Assignment:
With nothing added or left out, output the listing that follows.

Data supplied:

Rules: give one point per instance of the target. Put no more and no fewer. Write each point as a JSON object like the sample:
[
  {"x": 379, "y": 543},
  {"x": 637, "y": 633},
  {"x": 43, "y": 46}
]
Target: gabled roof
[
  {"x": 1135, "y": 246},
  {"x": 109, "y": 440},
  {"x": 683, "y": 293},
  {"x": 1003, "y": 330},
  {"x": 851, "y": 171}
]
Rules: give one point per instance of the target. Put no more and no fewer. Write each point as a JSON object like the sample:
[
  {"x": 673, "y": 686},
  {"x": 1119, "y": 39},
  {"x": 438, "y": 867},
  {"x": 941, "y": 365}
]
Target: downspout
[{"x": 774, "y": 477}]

Output for this task:
Rules: give one point per instance of the target. Put no more and no fewer. Write each point as a JSON object like the sample:
[
  {"x": 379, "y": 543},
  {"x": 637, "y": 633},
  {"x": 43, "y": 46}
]
Target: gabled roof
[
  {"x": 1135, "y": 246},
  {"x": 109, "y": 440},
  {"x": 683, "y": 293},
  {"x": 1003, "y": 330},
  {"x": 851, "y": 171}
]
Rules: give one point per instance of the target. Put no more and no fewer. Write each point as a JSON object like the sample:
[
  {"x": 673, "y": 686},
  {"x": 1119, "y": 39},
  {"x": 438, "y": 867},
  {"x": 941, "y": 365}
]
Target: downspout
[{"x": 774, "y": 477}]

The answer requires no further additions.